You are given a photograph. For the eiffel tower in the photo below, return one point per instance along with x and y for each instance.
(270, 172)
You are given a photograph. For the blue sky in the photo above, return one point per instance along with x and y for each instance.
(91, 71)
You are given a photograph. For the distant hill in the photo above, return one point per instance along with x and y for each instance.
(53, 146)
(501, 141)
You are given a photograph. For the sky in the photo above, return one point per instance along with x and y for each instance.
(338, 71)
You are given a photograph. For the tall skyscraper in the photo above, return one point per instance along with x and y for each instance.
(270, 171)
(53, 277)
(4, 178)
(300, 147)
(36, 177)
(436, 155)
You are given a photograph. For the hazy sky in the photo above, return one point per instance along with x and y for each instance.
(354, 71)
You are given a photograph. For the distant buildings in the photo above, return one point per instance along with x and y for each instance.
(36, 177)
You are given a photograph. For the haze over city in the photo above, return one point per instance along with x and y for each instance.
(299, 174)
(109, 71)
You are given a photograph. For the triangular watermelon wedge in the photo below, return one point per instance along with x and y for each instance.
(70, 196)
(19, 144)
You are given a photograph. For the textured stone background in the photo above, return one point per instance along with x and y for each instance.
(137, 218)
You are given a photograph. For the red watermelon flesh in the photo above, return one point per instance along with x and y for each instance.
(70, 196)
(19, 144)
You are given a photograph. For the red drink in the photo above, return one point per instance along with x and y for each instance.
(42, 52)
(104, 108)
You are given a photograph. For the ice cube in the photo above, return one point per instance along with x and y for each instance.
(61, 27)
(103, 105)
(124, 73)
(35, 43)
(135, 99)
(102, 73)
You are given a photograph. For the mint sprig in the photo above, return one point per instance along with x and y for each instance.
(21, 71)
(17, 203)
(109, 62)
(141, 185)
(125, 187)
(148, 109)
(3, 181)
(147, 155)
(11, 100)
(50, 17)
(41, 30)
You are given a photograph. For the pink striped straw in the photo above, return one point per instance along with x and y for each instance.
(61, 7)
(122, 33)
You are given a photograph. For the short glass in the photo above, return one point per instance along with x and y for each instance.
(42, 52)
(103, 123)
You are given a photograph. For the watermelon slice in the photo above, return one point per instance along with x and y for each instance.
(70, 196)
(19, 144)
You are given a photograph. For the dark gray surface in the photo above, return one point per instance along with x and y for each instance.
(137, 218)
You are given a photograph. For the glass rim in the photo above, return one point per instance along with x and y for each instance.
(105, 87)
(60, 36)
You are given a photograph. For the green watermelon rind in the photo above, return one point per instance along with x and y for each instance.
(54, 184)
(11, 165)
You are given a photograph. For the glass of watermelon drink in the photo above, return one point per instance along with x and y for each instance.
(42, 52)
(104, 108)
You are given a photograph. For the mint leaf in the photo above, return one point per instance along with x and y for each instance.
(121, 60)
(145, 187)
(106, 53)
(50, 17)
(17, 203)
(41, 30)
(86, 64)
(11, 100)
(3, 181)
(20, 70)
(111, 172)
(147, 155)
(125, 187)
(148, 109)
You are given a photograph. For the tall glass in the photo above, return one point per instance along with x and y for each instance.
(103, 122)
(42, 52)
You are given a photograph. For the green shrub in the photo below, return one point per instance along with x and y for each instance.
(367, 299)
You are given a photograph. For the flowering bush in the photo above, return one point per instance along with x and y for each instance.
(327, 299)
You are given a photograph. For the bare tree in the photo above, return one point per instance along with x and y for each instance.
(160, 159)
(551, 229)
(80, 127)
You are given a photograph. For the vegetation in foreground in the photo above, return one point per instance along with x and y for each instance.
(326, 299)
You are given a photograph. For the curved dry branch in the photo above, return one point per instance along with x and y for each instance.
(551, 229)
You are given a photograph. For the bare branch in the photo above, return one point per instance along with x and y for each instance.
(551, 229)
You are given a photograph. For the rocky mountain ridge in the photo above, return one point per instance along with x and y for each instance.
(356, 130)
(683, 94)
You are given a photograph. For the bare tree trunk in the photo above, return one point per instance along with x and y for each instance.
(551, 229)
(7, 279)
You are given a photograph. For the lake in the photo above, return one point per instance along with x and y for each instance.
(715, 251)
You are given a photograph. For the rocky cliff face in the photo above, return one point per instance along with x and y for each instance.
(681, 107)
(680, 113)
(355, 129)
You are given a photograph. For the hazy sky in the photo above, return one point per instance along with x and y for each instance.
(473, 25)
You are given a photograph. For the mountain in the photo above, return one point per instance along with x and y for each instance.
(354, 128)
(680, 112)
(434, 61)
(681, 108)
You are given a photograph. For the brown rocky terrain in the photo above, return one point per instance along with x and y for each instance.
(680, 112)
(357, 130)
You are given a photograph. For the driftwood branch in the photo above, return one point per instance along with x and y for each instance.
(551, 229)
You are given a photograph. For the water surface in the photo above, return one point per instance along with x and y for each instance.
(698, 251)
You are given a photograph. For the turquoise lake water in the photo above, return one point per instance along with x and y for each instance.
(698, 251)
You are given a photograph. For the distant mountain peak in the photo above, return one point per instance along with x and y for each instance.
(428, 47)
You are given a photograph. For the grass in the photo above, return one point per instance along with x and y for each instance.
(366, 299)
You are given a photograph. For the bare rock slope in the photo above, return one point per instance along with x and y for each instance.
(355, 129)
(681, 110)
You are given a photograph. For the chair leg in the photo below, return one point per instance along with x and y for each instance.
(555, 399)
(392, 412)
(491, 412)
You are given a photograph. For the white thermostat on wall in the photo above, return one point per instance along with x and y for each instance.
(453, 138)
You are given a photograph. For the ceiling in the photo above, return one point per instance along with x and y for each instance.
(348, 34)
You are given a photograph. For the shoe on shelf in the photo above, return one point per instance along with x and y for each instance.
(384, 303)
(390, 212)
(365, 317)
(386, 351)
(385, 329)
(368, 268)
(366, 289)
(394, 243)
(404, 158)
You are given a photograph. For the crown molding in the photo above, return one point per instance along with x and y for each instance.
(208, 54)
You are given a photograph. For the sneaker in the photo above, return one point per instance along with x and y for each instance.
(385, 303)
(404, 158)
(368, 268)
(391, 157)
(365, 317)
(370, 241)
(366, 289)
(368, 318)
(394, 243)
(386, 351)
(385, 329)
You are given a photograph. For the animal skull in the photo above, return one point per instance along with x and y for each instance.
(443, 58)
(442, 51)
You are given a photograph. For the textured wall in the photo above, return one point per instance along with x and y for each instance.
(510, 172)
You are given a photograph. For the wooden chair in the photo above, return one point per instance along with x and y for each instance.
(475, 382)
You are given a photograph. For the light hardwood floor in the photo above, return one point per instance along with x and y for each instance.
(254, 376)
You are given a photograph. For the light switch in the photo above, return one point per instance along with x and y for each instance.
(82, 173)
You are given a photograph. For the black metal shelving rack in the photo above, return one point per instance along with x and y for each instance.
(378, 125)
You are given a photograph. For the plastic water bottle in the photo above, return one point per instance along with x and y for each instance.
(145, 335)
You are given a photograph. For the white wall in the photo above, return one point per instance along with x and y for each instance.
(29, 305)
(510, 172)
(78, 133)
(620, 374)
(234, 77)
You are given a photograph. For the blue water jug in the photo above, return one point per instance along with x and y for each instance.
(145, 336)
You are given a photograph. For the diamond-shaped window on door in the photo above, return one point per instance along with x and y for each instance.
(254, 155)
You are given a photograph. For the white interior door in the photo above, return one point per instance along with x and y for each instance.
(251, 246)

§ **Exercise prompt**
Could you write out all the rows above again, replacing "one point per instance" with "a single point per instance" and changing nothing else?

§ **Correct answer**
You are given a photograph. For the eiffel tower in the photo below, return a single point per instance along with x and y for each instance.
(270, 172)
You are given a photograph. For the blue sky in the photo above, return a single point per instance along with x and y for each instance.
(91, 71)
You are given a photograph. For the distant hill in the photo above, return a single point per instance along with x and y for each instance.
(53, 146)
(501, 141)
You are given a photograph. For the sky in the photo above, return a single point per instance along with x and y for each instance.
(338, 71)
You are given a photograph. For the tall skyscraper in the photo above, return a single point per instance along with x and y for each instance.
(270, 171)
(53, 277)
(4, 178)
(300, 147)
(36, 177)
(436, 155)
You are given a photograph. For the hazy sky in the photo above, return a single point per instance along with x and y for each instance.
(354, 71)
You are given a photograph. For the distant buildings in the photo above, return a single point per instance along with x and y for each instance.
(36, 177)
You are given a photograph. For the haze over city in the photo above, return a single point per instance along with x and y for each instance.
(299, 174)
(109, 71)
You are given a photograph. For the triangular watermelon wedge in the photo below, return a single point per instance along with x and y for each instance.
(70, 196)
(19, 144)
You are given a photograph. For the textured stone background in the photo above, return a single point per instance along with x and y for each instance.
(137, 218)
You are given a photograph. For the red watermelon flesh in the photo above, return a single point per instance along with x and y for each instance.
(70, 196)
(19, 144)
You are given a photograph. For the red drink in the photo above, return a single point per instance along with x and y for each instance.
(42, 52)
(104, 108)
You are given a photograph. For the ice cube in the photo above, return a single point per instance along with x and y for each instance.
(61, 27)
(103, 105)
(124, 73)
(35, 43)
(135, 99)
(102, 73)
You are given a photograph. For the mint sprig in the photo above, return a single point per instance along with x and y for each instance.
(21, 71)
(17, 203)
(109, 62)
(141, 185)
(125, 187)
(148, 109)
(3, 181)
(147, 155)
(11, 100)
(50, 17)
(41, 30)
You are given a photograph. For the pink striped straw in the photo above, return a single point per instance along with x and y for each instance.
(61, 7)
(122, 33)
You are given a photograph. For the short glass in the photo above, return a single point per instance along with x and y for each instance.
(42, 52)
(103, 123)
You are given a photograph. For the watermelon slice in the photo above, return a single point per instance along with x and y for each instance.
(70, 196)
(19, 144)
You are given a photograph. For the dark gray surface in the photo above, return a single point per instance along with x and y for each instance.
(137, 218)
You are given a photograph. For the glass rim in the photo above, return a single point per instance along with x and y for each instance.
(105, 87)
(60, 36)
You are given a photograph. For the green watermelon rind in the photo above, return a single point per instance along with x and y for each instance.
(54, 184)
(11, 165)
You are given a photograph. For the glass of watermelon drink in the photo above, return a single point per instance along with x and y for each instance.
(42, 52)
(104, 108)
You are given a photograph. For the mint leaf in the photo above, return a single point per instance along with x and y for each instance.
(121, 60)
(145, 187)
(106, 53)
(50, 17)
(17, 203)
(41, 30)
(86, 64)
(11, 100)
(3, 181)
(20, 70)
(111, 172)
(147, 155)
(125, 187)
(148, 109)
You are given a photograph. For the tall glass in the photo above, return a single point per instance along with x and y for each instance.
(103, 122)
(42, 52)
You are given a photograph. For the green shrub in the photo below, return a single point per instance along with x and y for each instance.
(367, 299)
You are given a photograph. For the flowering bush in the photo above, return a single point per instance along with x and y for each instance.
(327, 299)
You are given a photograph. For the bare tree in the photo above, return a single point per instance along with x and y for each instance.
(160, 159)
(551, 229)
(80, 127)
You are given a photograph. For the vegetation in foreground in the photo above, return a single point per instance along with x and y for each instance.
(326, 299)
You are given a photograph. For the curved dry branch in the photo above, return a single point per instance along with x and y for each instance.
(551, 229)
You are given a photograph. For the bare branch in the photo above, return a single point per instance along with x and y for each instance.
(551, 229)
You are given a photograph. For the rocky mountain ridge in the photo above, return a single point per instance along with x and y for each instance.
(356, 130)
(683, 94)
You are given a photograph. For the bare tree trunk in the photo above, return a single point per instance along with x and y for each instance.
(551, 229)
(7, 279)
You are given a photograph. For the lake in the photo above, return a single point per instance along with x and y for each instance.
(715, 251)
You are given a photograph. For the rocky cliff face in the photo above, return a single point per instance along with x and y for each instance.
(681, 107)
(680, 113)
(355, 129)
You are given a photograph. For the hazy sky in the photo above, return a single point per instance along with x and y for each instance.
(473, 25)
You are given a photograph. For the mountain in the photo above, return a single point per instance along with x and y for each instance.
(354, 128)
(680, 112)
(434, 61)
(681, 108)
You are given a photograph. For the brown rocky terrain in the photo above, return a single point per instance along with x and y for each instance.
(680, 112)
(357, 130)
You are given a photograph. For the driftwood branch in the photo above, return a single point per instance along with x and y for each instance.
(551, 229)
You are given a photograph. For the water surface in the photo above, return a single point per instance along with x and y for each instance.
(698, 251)
You are given a photograph. For the turquoise lake water in the photo above, return a single point per instance along with x and y for each instance.
(698, 251)
You are given a photograph. For the distant mountain peak in the photo above, return a single point per instance along with x and y for each instance.
(428, 47)
You are given a photograph. For the grass in the photo above, return a single point per instance along with x and y for each instance.
(366, 299)
You are given a photograph. For the bare rock slope in the photo above, return a single point per instance along with x and y for each instance.
(355, 129)
(681, 110)
You are given a photograph. For the chair leg in the photo below, return a single point per instance along with x and y for each instance.
(555, 399)
(392, 412)
(491, 412)
You are given a photograph. For the white thermostat on wall in the photo above, return a single point per instance along with x and y for each instance.
(453, 138)
You are given a photograph. For the ceiling in the photo above, return a single point per instance along with x and y for each instance.
(348, 34)
You are given a photograph. For the shoe on shelf in the photo above, return a single point per instance along with x and y for each instance.
(384, 303)
(390, 212)
(365, 317)
(386, 351)
(385, 329)
(368, 268)
(366, 289)
(394, 243)
(404, 158)
You are given a photograph. For the crown molding in the photo above, return a single point per instance along with x and y for each instance.
(208, 54)
You are given a photograph. For the sneaker in the photo above, return a single point per instance along with x and y for each instance.
(385, 303)
(404, 158)
(368, 268)
(391, 157)
(365, 317)
(370, 241)
(366, 289)
(368, 318)
(394, 243)
(386, 351)
(385, 329)
You are given a photograph. For the animal skull in the photo above, return a single point per instance along with x and y for each instance.
(443, 58)
(442, 51)
You are given a photograph. For the textured wall in the photo above, return a single point per instance along with x and y for each instance.
(510, 172)
You are given a photograph. For the wooden chair in the photo above, return a single point per instance along with x and y for each instance.
(475, 382)
You are given a photograph. For the light hardwood floor in the photo above, return a single point per instance along with x and y for each instance.
(254, 376)
You are given a photograph. For the light switch in the photo above, return a single point per instance along with x and y for each instance.
(82, 173)
You are given a photograph. For the black metal shelving rack in the photo above, return a single point per instance along with x and y for each instance.
(378, 125)
You are given a photograph. For the plastic water bottle in the photo above, return a single point per instance along with x and y for each instance.
(145, 335)
You are given a photograph. For the white wall in the photo above, return a single point per instance along with x and y for each instance.
(29, 305)
(510, 172)
(78, 133)
(620, 374)
(234, 77)
You are given a photograph. For the blue water jug in the photo above, return a single point per instance along with x and y for each instance.
(145, 336)
You are given a photograph. For the diamond-shaped window on door in the photo above, return a single point per instance along with x and y for each instance.
(254, 155)
You are given a photograph. For the white interior door in the photo above, return a single point per instance along with x and y for each instance.
(251, 246)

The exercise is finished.